WHAT IS REQUIRED
Copy the listing from the line containing "Pin every instance of the black" through the end of the listing, keeping each request, and increase every x and y coordinate in the answers by 91.

GIVEN RECORDS
»»
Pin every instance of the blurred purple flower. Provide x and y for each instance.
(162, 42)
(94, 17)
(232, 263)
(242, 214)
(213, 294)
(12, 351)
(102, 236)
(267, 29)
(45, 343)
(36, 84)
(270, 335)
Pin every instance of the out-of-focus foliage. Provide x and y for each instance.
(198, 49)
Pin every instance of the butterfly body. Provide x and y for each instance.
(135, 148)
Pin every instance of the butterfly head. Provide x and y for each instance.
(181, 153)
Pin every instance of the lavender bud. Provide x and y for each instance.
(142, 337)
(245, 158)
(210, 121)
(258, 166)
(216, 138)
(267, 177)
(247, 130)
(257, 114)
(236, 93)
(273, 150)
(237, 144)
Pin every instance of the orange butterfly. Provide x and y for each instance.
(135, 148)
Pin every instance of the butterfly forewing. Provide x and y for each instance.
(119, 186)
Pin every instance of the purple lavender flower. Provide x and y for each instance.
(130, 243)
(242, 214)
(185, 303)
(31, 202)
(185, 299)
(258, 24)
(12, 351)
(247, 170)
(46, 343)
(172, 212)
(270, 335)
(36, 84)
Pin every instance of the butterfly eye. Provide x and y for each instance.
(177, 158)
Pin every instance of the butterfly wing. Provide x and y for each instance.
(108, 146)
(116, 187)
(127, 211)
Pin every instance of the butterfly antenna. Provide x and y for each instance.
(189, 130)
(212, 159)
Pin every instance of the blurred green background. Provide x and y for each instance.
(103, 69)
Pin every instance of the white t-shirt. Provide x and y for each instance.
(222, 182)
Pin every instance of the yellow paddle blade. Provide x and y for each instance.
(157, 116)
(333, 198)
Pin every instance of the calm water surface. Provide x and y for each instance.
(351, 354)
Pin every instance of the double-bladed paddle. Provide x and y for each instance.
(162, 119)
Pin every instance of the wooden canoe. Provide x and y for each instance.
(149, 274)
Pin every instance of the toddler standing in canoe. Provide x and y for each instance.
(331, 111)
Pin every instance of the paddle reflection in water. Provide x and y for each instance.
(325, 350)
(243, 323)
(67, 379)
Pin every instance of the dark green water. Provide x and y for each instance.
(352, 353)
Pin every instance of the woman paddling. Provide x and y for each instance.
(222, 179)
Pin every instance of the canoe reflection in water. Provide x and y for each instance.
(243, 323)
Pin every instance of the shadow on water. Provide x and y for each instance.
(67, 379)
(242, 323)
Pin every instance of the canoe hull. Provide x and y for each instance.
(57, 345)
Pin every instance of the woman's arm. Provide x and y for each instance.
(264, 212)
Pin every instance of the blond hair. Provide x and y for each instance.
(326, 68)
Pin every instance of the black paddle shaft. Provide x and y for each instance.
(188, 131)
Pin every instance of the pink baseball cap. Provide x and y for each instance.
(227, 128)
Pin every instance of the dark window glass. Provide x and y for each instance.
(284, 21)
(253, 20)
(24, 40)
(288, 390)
««
ANSWER TO THIS TASK
Pin every instance of the black paddle shaft. Provide x and y for each instance.
(279, 222)
Pin every instance of the pink baseball cap. Provide x and y for each instance.
(318, 219)
Pin every instance of the dark window glass. Provide x and y for each instance.
(375, 112)
(344, 111)
(115, 131)
(379, 481)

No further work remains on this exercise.